**TRECHO DE ORIGEM**
-*-*-

Um ano depois, o pontífice assinaria a introdução de 'A Menina que Não Sabia Odiar: A Comovente História de uma Criança que Sobreviveu ao Holocausto', livro em que Lidia relata seu sofrimento e conta como aprendeu a esconder suas emoções para se manter viva. Leia a seguir um trecho da obra, lançada no Brasil em 2023 pela editora Objetiva.

É claro que não são poucos os dias de desespero. Dias em que ela vem ao barracão e não me encontra. Não estou nos beliches de madeira.

Desliza pelo chão de tijolos, único luxo que os de­tentos adultos conseguiram obter da SS para o nosso barracão. Como os outros, o nosso não tem alicerces, mas tem o luxo de um chão de verdade.

Minha mãe desliza pelos desenhos que al­guns de nós fizeram nas paredes úmidas e cinzentas. Não estou em lugar algum. Pareço estar desaparecida.

Depois lhe dizem que Mengele me levou no dia anterior. Ela sai desesperada. Volta no dia seguinte. Nada. Ainda não me encontra.

-*-*-

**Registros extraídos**
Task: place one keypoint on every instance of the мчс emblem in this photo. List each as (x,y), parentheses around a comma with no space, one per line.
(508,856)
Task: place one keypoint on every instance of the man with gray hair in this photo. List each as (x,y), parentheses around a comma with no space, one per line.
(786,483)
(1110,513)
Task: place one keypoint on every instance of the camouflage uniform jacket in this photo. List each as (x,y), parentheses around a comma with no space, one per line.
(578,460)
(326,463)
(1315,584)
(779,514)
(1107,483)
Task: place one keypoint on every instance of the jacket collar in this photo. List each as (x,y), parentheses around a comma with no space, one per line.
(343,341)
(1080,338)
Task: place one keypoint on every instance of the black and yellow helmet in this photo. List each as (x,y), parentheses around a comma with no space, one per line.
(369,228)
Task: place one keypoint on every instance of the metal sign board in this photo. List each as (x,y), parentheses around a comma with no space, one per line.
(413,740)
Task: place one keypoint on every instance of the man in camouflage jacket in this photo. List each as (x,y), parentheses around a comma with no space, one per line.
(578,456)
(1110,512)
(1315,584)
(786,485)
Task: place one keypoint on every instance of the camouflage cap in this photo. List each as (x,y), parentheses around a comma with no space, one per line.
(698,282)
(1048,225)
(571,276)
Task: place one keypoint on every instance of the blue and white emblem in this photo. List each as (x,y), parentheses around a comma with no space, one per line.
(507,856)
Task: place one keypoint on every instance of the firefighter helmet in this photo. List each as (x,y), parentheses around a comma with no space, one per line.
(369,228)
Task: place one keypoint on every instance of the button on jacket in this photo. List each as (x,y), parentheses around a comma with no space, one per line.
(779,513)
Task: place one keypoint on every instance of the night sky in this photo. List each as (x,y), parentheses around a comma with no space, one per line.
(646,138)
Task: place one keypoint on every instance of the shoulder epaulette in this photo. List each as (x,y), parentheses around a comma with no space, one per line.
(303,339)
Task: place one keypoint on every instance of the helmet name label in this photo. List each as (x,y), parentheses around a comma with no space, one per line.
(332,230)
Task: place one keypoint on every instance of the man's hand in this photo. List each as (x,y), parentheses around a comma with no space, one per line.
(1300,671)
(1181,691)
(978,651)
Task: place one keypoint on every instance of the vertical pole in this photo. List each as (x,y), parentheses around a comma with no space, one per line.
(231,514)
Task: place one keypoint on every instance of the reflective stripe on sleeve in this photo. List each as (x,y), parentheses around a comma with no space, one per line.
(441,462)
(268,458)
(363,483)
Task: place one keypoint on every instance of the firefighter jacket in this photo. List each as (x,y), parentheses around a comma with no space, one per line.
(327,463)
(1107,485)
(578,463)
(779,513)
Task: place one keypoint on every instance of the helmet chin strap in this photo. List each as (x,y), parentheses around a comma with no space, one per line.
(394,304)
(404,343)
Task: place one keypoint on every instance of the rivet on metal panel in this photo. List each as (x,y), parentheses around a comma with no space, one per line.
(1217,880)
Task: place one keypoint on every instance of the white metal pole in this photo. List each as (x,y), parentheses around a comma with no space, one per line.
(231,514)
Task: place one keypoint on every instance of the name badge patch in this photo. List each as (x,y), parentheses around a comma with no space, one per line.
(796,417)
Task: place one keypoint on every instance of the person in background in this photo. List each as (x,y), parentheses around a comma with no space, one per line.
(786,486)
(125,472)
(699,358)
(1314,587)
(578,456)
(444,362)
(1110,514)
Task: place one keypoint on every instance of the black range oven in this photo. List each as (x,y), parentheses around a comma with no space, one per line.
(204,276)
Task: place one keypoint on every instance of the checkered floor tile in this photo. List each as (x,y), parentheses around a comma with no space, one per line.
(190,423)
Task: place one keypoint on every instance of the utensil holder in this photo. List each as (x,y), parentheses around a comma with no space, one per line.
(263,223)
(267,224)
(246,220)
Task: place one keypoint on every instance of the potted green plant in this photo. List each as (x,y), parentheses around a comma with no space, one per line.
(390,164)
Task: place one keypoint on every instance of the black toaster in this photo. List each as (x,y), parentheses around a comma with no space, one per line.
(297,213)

-*-*-

**EXERCÍCIOS PARA FAZER**
1/ Responda com base no trecho:
(a) Em que ano o livro foi lançado no Brasil e por qual editora?
(b) De que é feito o chão do barracão?
(c) Quem, segundo o que dizem à mãe, levou a criança no dia anterior?
2/ Conte as linhas dos registros que contêm a palavra "firefighter". Dê só o número.

**RESPOSTAS POR EXERCÍCIO**
1/
(a) Em 2023, pela editora Objetiva.
(b) De tijolos.
(c) Mengele.

2/ 2